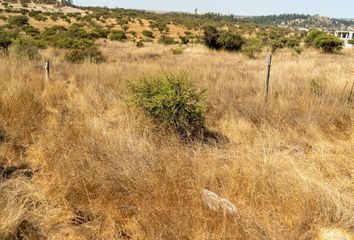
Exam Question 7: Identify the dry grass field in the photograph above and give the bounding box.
[0,42,354,239]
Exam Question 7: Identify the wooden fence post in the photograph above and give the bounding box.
[45,60,50,83]
[265,54,272,102]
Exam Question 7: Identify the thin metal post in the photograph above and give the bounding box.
[265,54,272,102]
[45,61,50,83]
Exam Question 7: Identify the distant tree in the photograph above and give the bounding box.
[0,30,16,55]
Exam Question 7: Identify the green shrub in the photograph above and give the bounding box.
[349,39,354,45]
[158,35,175,45]
[108,30,127,41]
[8,15,29,27]
[33,14,47,21]
[269,39,285,53]
[284,36,300,48]
[129,72,206,139]
[64,46,105,64]
[217,32,245,51]
[314,34,343,53]
[56,37,94,49]
[142,30,154,38]
[242,37,262,58]
[23,25,40,36]
[13,38,39,59]
[305,29,323,47]
[0,30,15,55]
[136,40,144,48]
[203,25,221,49]
[179,35,190,44]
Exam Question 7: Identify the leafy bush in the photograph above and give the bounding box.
[129,72,206,139]
[8,15,29,27]
[108,30,127,41]
[242,37,262,58]
[142,30,154,38]
[136,40,144,48]
[203,25,221,50]
[217,32,245,51]
[0,30,15,55]
[56,37,94,49]
[314,34,343,53]
[349,39,354,45]
[179,35,190,44]
[64,46,105,64]
[269,39,285,53]
[13,38,39,59]
[158,35,175,45]
[23,25,40,36]
[305,29,323,47]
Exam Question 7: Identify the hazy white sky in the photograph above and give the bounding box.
[73,0,354,18]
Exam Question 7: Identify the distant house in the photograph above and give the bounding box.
[57,0,73,5]
[335,30,354,48]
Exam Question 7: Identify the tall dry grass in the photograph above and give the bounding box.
[0,43,354,239]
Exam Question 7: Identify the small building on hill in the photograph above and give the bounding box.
[335,30,354,48]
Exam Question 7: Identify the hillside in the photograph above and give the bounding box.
[0,1,354,240]
[246,14,354,31]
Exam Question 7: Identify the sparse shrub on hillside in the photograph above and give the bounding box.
[122,24,129,32]
[129,72,206,139]
[158,35,175,45]
[179,35,190,44]
[217,32,245,51]
[0,30,16,55]
[314,34,343,53]
[64,46,105,64]
[23,25,40,37]
[0,15,8,21]
[90,27,109,39]
[13,38,39,59]
[142,30,154,38]
[284,36,301,48]
[242,37,262,58]
[269,38,285,53]
[305,29,323,47]
[7,15,29,27]
[136,40,144,48]
[203,25,221,50]
[108,30,127,41]
[56,38,94,49]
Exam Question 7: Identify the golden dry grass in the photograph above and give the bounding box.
[0,43,354,239]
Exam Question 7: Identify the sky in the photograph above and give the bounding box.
[73,0,354,19]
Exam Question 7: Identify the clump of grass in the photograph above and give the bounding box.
[171,47,184,55]
[129,72,206,139]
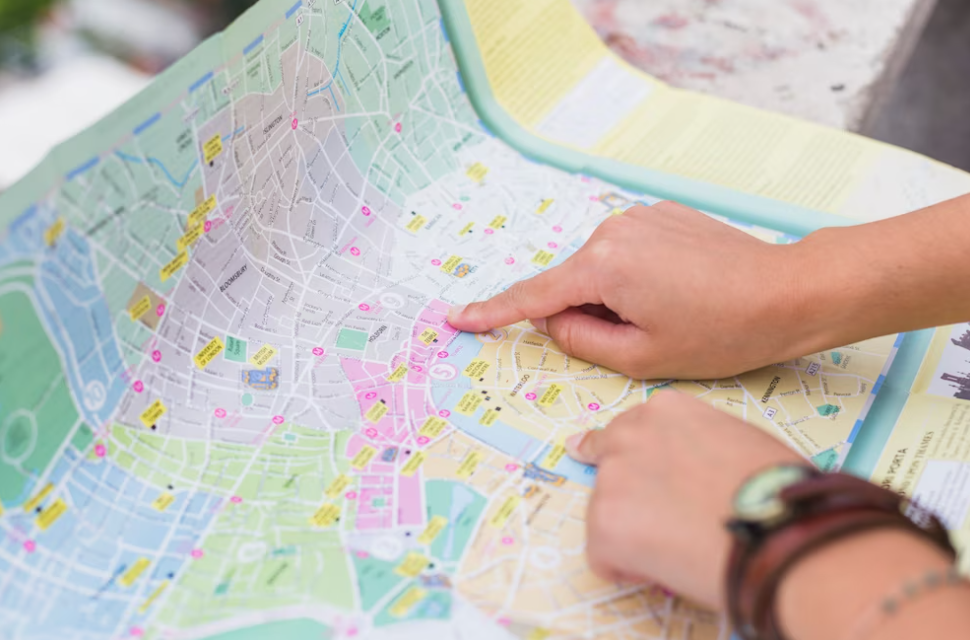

========

> [Goal of the exercise]
Apart from the pictures, all of the data should be repeated exactly.

> [Solved exercise]
Exam Question 7: Identify the dry grass field in the photograph above and give the bounding box.
[0,42,354,239]
Exam Question 7: Identify the wooden fence post in the photograph above and give the bounding box.
[45,60,50,83]
[265,54,272,102]
Exam Question 7: Identify the thin metal post in the photograph above and give the bounding box.
[265,54,272,102]
[45,61,50,83]
Exam Question 7: Identify the distant tree in the photograph above and give the bounding box.
[0,30,16,55]
Exam Question 7: Identify the green shrub in the photograph above and give the bounding box.
[349,39,354,45]
[158,35,175,45]
[108,30,127,41]
[8,15,29,27]
[33,14,47,21]
[269,39,285,53]
[284,36,300,48]
[129,72,206,139]
[64,46,105,64]
[217,32,245,51]
[314,34,343,53]
[56,37,94,49]
[142,30,154,38]
[242,37,262,58]
[23,25,40,36]
[13,38,39,59]
[305,29,323,47]
[0,30,15,55]
[136,40,144,48]
[203,25,221,49]
[179,35,190,44]
Exam Question 7: Identify the leafy bush in the photograph above and give the bounding box.
[129,72,206,139]
[8,15,29,27]
[108,30,127,41]
[242,37,262,58]
[142,30,154,38]
[136,40,144,48]
[203,25,221,50]
[217,32,245,51]
[0,30,15,55]
[56,37,94,49]
[314,34,343,53]
[349,39,354,45]
[179,35,190,44]
[64,46,105,64]
[269,39,285,53]
[13,38,39,59]
[158,35,175,45]
[23,25,40,36]
[305,29,323,47]
Exam Question 7: Identify the hazy white sky in the photograph above and give the bounding box.
[73,0,354,18]
Exam Question 7: Identify the distant house in the photograph above and give the bounding box.
[57,0,73,5]
[335,30,354,48]
Exam Question 7: Identify the tall dry grass in the photograph above and give the bounding box.
[0,43,354,239]
Exam Question 7: Identify the small building on hill in the photograph above and give the bounding box.
[335,30,354,48]
Exam Question 7: Identify the hillside in the photograph above and give the bounding box.
[0,1,354,240]
[246,14,354,31]
Exam Question 7: Identify the sparse shrub on hillside in the photograph above and give the bounding box.
[122,24,129,32]
[129,72,206,139]
[158,35,175,45]
[179,35,190,44]
[217,32,245,51]
[0,30,16,55]
[314,34,343,53]
[64,46,105,64]
[23,25,40,37]
[0,15,8,21]
[90,27,109,39]
[13,38,39,59]
[142,30,154,38]
[284,36,301,48]
[242,37,262,58]
[269,38,285,53]
[305,29,323,47]
[7,15,29,27]
[136,40,144,48]
[203,25,221,50]
[108,30,127,41]
[56,38,94,49]
Exam Question 7: Identify the golden dry grass in the photograph above and give the bounding box.
[0,43,354,239]
Exam Question 7: Identify the sky in the photograph above and give the bounding box.
[73,0,354,19]
Exam Question 7: Identify the clump of grass in the photograph above and give the bounding box.
[171,47,184,55]
[129,72,206,139]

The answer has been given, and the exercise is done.